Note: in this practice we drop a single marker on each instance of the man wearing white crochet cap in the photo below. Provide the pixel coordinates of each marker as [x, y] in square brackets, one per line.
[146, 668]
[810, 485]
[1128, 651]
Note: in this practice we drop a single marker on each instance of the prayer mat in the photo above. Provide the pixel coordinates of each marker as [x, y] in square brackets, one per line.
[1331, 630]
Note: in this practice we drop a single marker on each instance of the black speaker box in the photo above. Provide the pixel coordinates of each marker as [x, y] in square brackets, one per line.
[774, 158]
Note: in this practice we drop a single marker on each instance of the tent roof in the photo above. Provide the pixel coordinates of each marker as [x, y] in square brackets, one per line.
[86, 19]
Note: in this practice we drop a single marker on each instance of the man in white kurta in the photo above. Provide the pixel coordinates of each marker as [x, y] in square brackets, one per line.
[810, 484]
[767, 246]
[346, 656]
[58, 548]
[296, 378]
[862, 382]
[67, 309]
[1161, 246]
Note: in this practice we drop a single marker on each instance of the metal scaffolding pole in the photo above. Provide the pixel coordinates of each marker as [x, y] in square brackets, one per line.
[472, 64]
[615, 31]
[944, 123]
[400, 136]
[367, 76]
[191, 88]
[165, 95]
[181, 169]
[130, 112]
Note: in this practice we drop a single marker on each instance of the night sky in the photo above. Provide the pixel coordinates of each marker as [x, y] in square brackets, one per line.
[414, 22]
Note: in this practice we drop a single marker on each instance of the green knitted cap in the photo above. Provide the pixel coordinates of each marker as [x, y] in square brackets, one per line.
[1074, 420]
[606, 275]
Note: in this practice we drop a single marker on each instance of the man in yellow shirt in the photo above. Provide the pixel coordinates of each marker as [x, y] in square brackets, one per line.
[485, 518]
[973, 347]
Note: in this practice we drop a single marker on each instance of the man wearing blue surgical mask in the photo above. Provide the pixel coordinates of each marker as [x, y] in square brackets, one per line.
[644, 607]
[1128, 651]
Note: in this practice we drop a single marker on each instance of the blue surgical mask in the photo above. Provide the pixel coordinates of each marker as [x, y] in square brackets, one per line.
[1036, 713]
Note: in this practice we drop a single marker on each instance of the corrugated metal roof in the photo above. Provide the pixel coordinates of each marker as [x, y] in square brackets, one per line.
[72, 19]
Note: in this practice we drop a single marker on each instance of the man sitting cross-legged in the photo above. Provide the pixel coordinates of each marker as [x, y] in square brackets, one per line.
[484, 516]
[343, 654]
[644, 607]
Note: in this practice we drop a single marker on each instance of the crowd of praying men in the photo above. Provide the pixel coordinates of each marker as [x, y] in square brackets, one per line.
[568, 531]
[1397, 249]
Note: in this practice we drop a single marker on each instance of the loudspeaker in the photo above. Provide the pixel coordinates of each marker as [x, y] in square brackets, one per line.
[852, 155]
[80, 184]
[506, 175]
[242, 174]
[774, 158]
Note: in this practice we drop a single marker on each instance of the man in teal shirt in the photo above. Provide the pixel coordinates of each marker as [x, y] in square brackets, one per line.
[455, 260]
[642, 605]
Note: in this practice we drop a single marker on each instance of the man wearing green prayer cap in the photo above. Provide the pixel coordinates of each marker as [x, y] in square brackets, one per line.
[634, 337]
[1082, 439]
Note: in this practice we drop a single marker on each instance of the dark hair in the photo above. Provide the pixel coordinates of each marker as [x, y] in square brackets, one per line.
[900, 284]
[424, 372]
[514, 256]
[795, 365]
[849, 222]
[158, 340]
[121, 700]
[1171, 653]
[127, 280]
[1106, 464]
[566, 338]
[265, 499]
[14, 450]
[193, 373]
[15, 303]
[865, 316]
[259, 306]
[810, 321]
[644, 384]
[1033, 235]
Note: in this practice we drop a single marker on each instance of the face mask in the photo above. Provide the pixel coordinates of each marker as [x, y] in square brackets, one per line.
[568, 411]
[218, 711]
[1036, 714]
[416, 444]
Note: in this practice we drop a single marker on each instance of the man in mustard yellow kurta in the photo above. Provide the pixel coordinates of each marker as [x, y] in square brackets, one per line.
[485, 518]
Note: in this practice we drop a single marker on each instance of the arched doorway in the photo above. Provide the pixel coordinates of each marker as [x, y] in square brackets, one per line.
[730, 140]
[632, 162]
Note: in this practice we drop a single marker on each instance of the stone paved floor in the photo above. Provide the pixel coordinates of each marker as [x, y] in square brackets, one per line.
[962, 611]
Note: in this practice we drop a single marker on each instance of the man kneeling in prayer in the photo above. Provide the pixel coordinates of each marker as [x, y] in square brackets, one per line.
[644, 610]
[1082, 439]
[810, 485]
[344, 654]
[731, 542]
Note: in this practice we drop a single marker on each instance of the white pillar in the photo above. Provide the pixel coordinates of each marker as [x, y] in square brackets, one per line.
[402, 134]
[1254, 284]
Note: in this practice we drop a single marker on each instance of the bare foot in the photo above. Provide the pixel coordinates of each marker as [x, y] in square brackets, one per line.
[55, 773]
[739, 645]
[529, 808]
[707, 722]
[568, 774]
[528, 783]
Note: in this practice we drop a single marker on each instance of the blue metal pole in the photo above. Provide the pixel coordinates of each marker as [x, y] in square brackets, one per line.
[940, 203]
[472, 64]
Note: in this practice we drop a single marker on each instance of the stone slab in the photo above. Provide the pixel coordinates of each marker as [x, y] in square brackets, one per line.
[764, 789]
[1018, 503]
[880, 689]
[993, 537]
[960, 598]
──────────────────────────────
== DESCRIPTION OF THE TASK ==
Your reply should consist of the records, duplicated exactly.

== EXERCISE RESULT ==
Note: in this practice we drop a single marker on each instance of the man wearing white crochet cap in the photo below. Provide the pixel coordinates of each marker as [x, y] in square brackets, one per line.
[146, 668]
[810, 485]
[1128, 651]
Note: in this practice we drop a single marker on each instance of the prayer mat in the photo above. Provide the pixel coordinates of each marker as [x, y] in square brackets, one per line.
[1331, 630]
Note: in this practice we drop a single marker on each instance of the black speaker box in the photo above. Provide the pixel coordinates of each marker as [x, y] in square brackets, one per line.
[774, 158]
Note: in this practice we drop a single marker on each instance of the tent roof in the photo above. Provide the pixel coordinates of each marker as [x, y] in square brackets, one per line.
[86, 19]
Note: in this practice we drop a single marker on each instance of the man in white kurta in the photo above. Provide the pixel coordinates of each marker as [x, y] in square brackets, one per line.
[810, 484]
[767, 246]
[346, 656]
[58, 548]
[296, 378]
[862, 382]
[67, 309]
[1161, 246]
Note: in this practice we drop a single marker on each instance of the metal scaffolding pole in the photo above. Provide the pixel coordinates of each marker as [x, y] in square brackets, one per line.
[472, 64]
[615, 31]
[944, 123]
[400, 136]
[367, 76]
[191, 88]
[165, 95]
[181, 169]
[130, 112]
Note: in this practice we drop a single marker on each instance of the night sky in the photo above. Provide the pixel coordinates of each marker as [x, y] in square brackets, one per line.
[414, 22]
Note: in this practice we drop a single marker on each instance of the green knitted cap in the photo above. Provide the pixel coordinates of each marker as [x, y] in square brackets, one per line.
[1074, 420]
[606, 275]
Note: in this practice we drop a single marker on each instance of the man in yellow shirt in the photo above. Provide the pixel coordinates of each marker as [x, y] in square brackets, one per line.
[485, 518]
[973, 347]
Note: in this practice we drop a single marker on each instance of the man wearing blue surgical mask in the photo above. Provide the pixel coordinates of each marker as [x, y] in square brackets, one per line.
[644, 607]
[1128, 651]
Note: in this practice we drop a single marker on each instance of the blue surgical mask in the photo above. Provide the pixel coordinates of each marker as [x, y] in square brackets, one per line.
[1036, 713]
Note: in this practice we drop a single marker on each instance of the corrugated metal roof in the photo above. Provide the pixel coordinates of each marker as [x, y] in square brackets, one per line.
[72, 19]
Note: in this practice we drop a single marker on each instance of the man sitting cross-legged in the photo above. Provide the pixel coordinates of each marker as [x, y] in square brackets, one per line.
[484, 516]
[343, 654]
[644, 607]
Note: in this practice we drop a single marker on each instance of the crowd of praying men in the photo above. Provide the pixel coordinates of each marker as [x, y] in square brackets, one per line.
[568, 531]
[1397, 249]
Note: in this practice we drop a single marker on each instance of the loudspeaker in the photo above. Provide the pixel coordinates of each marker as [x, y] in square brackets, one per line.
[852, 155]
[80, 184]
[506, 175]
[242, 174]
[774, 158]
Note: in this practice we drop a single marker on each instance of the man in teal shirt in the photo above. Provide the pixel coordinates of each marker as [x, y] in square brackets, one per line.
[455, 260]
[642, 605]
Note: in this practice we drop a single marker on each instance of the man wearing green prayer cap in the photo above. Provide the pixel coordinates of each marker as [x, y] in square brackets, one per line.
[634, 337]
[1082, 439]
Note: in this practice we drop a single marker on each instance of the dark hair in the photo above. Provide the pixel coordinates of each marker as [x, y] in square brackets, one per line.
[900, 284]
[424, 372]
[514, 256]
[795, 365]
[849, 222]
[158, 340]
[121, 700]
[1171, 653]
[127, 280]
[1106, 464]
[566, 338]
[265, 499]
[14, 450]
[193, 373]
[15, 303]
[865, 316]
[259, 306]
[810, 321]
[644, 384]
[1033, 235]
Note: in this practice we drop a single marker on each instance of the face mask in the photo above. Provide the pixel coordinates of each marker as [x, y] in square brackets, one per line.
[568, 411]
[218, 711]
[1036, 714]
[416, 444]
Note: in this practice we drop a single marker on each instance of the man in mustard yellow kurta in the photo above. Provide the pixel coordinates of each marker as [x, y] in square brackets, one per line.
[485, 518]
Note: in this practice we drop a single marker on each instance of the arched doorway in the photo above. Provide the pixel coordinates of each marker as [x, y] in square brackets, one per line.
[730, 140]
[632, 162]
Note: in this practice we drop a single marker on each instance of the stone paved floor in the photo above. Provide the pixel coordinates of each marker as [x, y] in square brackets, one per line.
[962, 611]
Note: in this practice we drop a single marker on each instance of the man kneeling in prayer in the photo above. Provide the pixel coordinates of each marker as [x, y] in square brackets, one per line.
[644, 610]
[1082, 439]
[810, 485]
[344, 654]
[731, 542]
Note: in this practice we drop a single marker on each instance of the white pillar in the photo above. Provide the pixel coordinates of each marker as [x, y] in square brackets, one per line.
[402, 134]
[1254, 284]
Note: in this practice we drop a single marker on each instance of the bare foot in the photo above. Provide the pixel coordinates of each marker as [x, y] in square brackets, one per line.
[55, 773]
[739, 645]
[529, 808]
[707, 722]
[568, 774]
[528, 783]
Note: in this practice we drop a single marker on each instance of the blue metal pole in the photo above. Provide the pixel coordinates of each marker as [x, y] in square brackets, one per line.
[940, 203]
[472, 64]
Note: in this practice we drop a single marker on each instance of the stone slab in the photo above. Provide the pixel coordinates of each marker as [x, y] in square brackets, one per line.
[764, 789]
[1018, 503]
[880, 689]
[993, 537]
[960, 598]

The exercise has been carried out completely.